All the data must be output exactly as given.

INPUT FOR THIS TASK:
□ □ □ □ □ □ □

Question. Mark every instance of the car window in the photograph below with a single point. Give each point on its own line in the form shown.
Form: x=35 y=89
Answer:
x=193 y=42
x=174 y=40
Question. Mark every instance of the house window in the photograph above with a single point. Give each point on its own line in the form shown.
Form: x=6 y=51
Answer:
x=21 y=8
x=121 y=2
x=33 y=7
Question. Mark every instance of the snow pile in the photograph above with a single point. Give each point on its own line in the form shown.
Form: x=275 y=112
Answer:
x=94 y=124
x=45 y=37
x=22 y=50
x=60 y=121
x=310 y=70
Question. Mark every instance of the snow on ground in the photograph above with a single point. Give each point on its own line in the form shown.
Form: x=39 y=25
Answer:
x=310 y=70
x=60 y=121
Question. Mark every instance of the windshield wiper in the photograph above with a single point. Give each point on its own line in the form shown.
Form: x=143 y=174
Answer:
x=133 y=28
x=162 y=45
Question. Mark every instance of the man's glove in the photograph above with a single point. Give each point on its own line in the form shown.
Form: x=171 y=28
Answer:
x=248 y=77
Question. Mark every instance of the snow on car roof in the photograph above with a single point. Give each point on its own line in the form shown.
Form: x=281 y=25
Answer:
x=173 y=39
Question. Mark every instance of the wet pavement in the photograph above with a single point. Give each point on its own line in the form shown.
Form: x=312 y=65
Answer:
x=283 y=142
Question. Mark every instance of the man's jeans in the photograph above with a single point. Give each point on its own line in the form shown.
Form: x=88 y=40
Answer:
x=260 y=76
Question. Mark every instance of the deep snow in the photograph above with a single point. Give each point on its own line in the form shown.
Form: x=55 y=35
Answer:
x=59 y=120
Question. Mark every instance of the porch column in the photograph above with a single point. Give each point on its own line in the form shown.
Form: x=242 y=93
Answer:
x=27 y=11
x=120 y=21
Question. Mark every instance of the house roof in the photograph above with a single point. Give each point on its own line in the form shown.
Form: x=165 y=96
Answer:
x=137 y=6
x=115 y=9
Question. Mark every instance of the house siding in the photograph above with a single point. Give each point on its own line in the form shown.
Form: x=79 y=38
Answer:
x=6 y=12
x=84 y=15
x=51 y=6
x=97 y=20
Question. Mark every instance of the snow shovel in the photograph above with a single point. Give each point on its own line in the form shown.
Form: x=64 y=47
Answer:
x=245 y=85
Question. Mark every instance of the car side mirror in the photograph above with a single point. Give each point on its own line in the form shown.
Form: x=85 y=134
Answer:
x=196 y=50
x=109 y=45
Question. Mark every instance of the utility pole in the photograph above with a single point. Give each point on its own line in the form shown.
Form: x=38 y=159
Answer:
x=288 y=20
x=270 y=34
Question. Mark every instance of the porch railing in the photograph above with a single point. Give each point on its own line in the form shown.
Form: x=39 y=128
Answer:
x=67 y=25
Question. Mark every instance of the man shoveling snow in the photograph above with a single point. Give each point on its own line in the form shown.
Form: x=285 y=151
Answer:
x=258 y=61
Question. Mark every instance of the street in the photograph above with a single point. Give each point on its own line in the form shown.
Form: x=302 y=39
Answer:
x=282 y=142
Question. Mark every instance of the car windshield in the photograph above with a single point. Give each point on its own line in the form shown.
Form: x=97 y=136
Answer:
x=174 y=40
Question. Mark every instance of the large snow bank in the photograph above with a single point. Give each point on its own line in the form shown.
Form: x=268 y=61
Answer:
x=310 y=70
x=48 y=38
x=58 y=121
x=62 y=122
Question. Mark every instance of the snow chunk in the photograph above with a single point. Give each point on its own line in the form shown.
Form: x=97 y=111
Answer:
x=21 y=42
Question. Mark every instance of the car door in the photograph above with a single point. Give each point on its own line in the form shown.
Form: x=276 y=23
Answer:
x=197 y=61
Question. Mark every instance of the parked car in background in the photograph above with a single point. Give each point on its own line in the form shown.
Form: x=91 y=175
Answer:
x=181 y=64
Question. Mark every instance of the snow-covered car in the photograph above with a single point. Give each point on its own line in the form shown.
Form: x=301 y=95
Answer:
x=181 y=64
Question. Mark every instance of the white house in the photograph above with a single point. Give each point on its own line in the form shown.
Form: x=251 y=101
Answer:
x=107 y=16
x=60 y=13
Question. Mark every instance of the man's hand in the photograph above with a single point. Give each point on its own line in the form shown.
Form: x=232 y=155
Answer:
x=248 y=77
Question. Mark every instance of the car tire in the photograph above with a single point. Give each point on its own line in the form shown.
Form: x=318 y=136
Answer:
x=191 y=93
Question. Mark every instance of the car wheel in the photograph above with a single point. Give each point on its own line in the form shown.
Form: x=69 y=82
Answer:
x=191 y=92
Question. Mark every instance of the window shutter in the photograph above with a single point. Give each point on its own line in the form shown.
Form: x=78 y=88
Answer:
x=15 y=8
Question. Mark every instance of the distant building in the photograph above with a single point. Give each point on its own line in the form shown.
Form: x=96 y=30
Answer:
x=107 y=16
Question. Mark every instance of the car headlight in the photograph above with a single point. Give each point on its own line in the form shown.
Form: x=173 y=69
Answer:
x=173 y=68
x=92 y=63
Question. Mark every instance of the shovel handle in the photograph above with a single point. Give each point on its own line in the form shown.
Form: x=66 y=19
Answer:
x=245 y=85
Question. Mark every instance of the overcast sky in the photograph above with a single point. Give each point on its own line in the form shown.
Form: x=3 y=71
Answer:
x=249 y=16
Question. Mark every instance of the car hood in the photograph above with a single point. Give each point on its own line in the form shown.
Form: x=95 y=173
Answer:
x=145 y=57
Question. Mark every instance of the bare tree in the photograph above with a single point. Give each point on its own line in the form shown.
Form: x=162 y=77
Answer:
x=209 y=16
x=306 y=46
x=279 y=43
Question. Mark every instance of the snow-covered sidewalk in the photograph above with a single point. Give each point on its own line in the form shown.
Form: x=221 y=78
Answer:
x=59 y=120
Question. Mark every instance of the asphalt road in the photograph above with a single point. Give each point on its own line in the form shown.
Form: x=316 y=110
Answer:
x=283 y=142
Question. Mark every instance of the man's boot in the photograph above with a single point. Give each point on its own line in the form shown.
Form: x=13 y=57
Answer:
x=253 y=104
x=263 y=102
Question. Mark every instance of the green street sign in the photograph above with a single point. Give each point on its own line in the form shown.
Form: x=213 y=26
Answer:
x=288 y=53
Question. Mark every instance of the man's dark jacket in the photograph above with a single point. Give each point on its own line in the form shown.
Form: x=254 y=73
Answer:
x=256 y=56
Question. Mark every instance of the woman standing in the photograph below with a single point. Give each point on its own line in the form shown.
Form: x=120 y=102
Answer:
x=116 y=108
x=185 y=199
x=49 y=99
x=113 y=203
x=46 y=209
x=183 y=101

□ □ □ □ □ □ □

ANSWER BOX:
Question. Mark every instance of the car window in the photograph below with a single point. Give each point on its own line in the form shown.
Form: x=35 y=89
Answer:
x=193 y=42
x=174 y=40
Question. Mark every instance of the house window in the photograph above with a single point. Give each point on its own line in the form shown.
Form: x=6 y=51
Answer:
x=21 y=8
x=121 y=2
x=33 y=7
Question. Mark every instance of the snow pile in the photograph above with a single point. Give each point on its own line in the form shown.
Form: x=275 y=112
Answer:
x=94 y=124
x=45 y=37
x=22 y=50
x=60 y=121
x=310 y=70
Question. Mark every instance of the snow on ground in the photograph above with a single point. Give each point on its own line in the form shown.
Form: x=39 y=25
Answer:
x=310 y=70
x=60 y=121
Question. Mark every instance of the windshield wiper in the photograph above with a single point. Give each point on its own line in the form shown.
Form: x=143 y=174
Answer:
x=133 y=28
x=162 y=45
Question. Mark every instance of the man's glove in the photograph above with a single point. Give each point on its own line in the form shown.
Form: x=171 y=28
Answer:
x=248 y=77
Question. Mark every instance of the snow on car roof in the photograph above with a single point. Give each point on its own line in the form shown.
Form: x=281 y=25
Answer:
x=173 y=39
Question. Mark every instance of the wet pavement in the photograph above with a single point. Give each point on its own line in the form shown.
Form: x=312 y=65
Answer:
x=283 y=142
Question. Mark every instance of the man's jeans in the photograph above with a single point. Give each point on its own line in the form shown.
Form: x=88 y=40
Answer:
x=260 y=76
Question. Mark every instance of the deep snow in the photograph above with a single point. Give each point on its own line in the form shown.
Form: x=55 y=35
Answer:
x=59 y=120
Question. Mark every instance of the porch column in the photograph above with a single point. Give each point on its own line in the form shown.
Form: x=242 y=93
Answer:
x=27 y=11
x=120 y=21
Question. Mark every instance of the house roof in the photograph above with a single point. Give each point on its own line in the form shown.
Form: x=165 y=96
Answer:
x=137 y=6
x=115 y=9
Question. Mark every instance of the house siding in the photograph above with a single point. Give each point on its own line in the form shown.
Form: x=79 y=38
Answer:
x=6 y=12
x=84 y=15
x=51 y=6
x=97 y=20
Question. Mark every instance of the snow shovel in the photograph above with a single point. Give each point on its own line in the form shown.
Form: x=64 y=47
Answer:
x=245 y=85
Question. Mark every instance of the car side mirror in the photograph above with a single point. Give each point on its own line in the form shown.
Form: x=85 y=134
Answer:
x=196 y=50
x=109 y=45
Question. Mark every instance of the utility pole in the photograph above with a single point. Give each point on its own line in the form shown.
Form: x=38 y=159
Answer:
x=288 y=20
x=270 y=34
Question. Mark every instance of the porch railing in the photograph above with a single point. Give each point on its own line in the form shown.
Form: x=39 y=128
Answer:
x=67 y=25
Question. Mark every instance of the man shoveling snow in the photograph above with a single point. Give each point on its own line in the form shown.
Form: x=285 y=151
Answer:
x=258 y=61
Question. Mark every instance of the street in the photograph above with a single point. Give each point on its own line in the form shown.
Form: x=302 y=39
Answer:
x=282 y=142
Question. Mark every instance of the car windshield in the photograph above with a single point. Give each point on its own line in the form shown.
Form: x=97 y=136
Answer:
x=174 y=40
Question. Mark every instance of the large snow bank in the photograph above with a single point. Give each point on its own line in the form shown.
Form: x=268 y=61
Answer:
x=310 y=70
x=48 y=38
x=58 y=121
x=62 y=122
Question. Mark every instance of the snow chunk in the photograph above with a single point. Give each point on its own line in the form shown.
Form: x=97 y=111
Answer:
x=21 y=42
Question. Mark every instance of the car door in the photograph above with a single point. Give each point on its own line in the form shown.
Form: x=276 y=23
Answer:
x=197 y=61
Question. Mark every instance of the parked car in background in the photograph above with a single point. Give each point on its own line in the form shown.
Form: x=91 y=175
Answer:
x=181 y=64
Question. Mark every instance of the snow-covered car in the photograph above with a single point. Give each point on its own line in the form shown.
Form: x=301 y=95
Answer:
x=181 y=64
Question. Mark every instance of the white house in the photograph above with a single point. Give each point on its own line in the form shown.
Form: x=251 y=101
Answer:
x=107 y=16
x=60 y=13
Question. Mark every instance of the man's hand in the photograph above with a single point. Give each point on its own line in the form shown.
Form: x=232 y=155
Answer:
x=248 y=77
Question. Mark every instance of the car tire in the photograph above with a single point. Give each point on its own line in the form shown.
Form: x=318 y=136
Answer:
x=191 y=93
Question. Mark every instance of the car wheel in the photograph above with a single point. Give each point on its own line in the form shown.
Form: x=69 y=82
Answer:
x=191 y=92
Question. Mark every instance of the window shutter in the photograph above with a single point. Give each point on its own line in the form shown.
Form: x=78 y=88
Answer:
x=15 y=8
Question. Mark every instance of the distant building in the photograph above with a single point. Give each point on its own line in the form shown.
Form: x=96 y=30
Answer:
x=107 y=16
Question. Mark every instance of the car headlight in the photograph above with a single point. Give each point on its own line in the form shown.
Form: x=173 y=69
Answer:
x=173 y=68
x=92 y=63
Question. Mark every instance of the shovel handle in the photograph above with a single point. Give each point on its own line in the form shown.
Form: x=66 y=19
Answer:
x=245 y=85
Question. Mark every instance of the overcast sky in the photograph above with a single point. Give each point on its own line in the form shown.
Form: x=3 y=71
Answer:
x=249 y=16
Question. Mark every instance of the car hood in the photograph above with a single point. Give each point on its own line in the form shown.
Form: x=95 y=173
Answer:
x=145 y=57
Question. Mark every instance of the bare tree in the photograph above with a single point. Give each point on its own line in the form shown.
Form: x=162 y=77
Answer:
x=209 y=16
x=306 y=46
x=279 y=43
Question. Mark every instance of the snow-covered sidewalk in the photograph above with a single point. Give each point on its own line in the form shown.
Form: x=221 y=78
Answer:
x=59 y=120
Question. Mark every instance of the asphalt road in the photograph above with a single point. Give each point on its own line in the form shown.
Form: x=316 y=110
Answer:
x=283 y=142
Question. Mark every instance of the man's boot in the photograph above with a single point. Give each point on its own line in the form shown.
Form: x=13 y=57
Answer:
x=253 y=104
x=263 y=102
Question. Mark every instance of the green street sign in the photograph above with a single point. Give each point on its own line in the form shown.
Form: x=213 y=26
Answer:
x=288 y=53
Question. Mark every instance of the man's dark jacket in the photograph above with a single point. Give each point on its own line in the form shown.
Form: x=254 y=73
Answer:
x=256 y=56
Question. Mark every instance of the woman standing in the photograph below with a single point. Give each point on its own line in the form shown.
Form: x=120 y=102
Answer:
x=116 y=108
x=185 y=199
x=49 y=99
x=113 y=203
x=46 y=209
x=183 y=101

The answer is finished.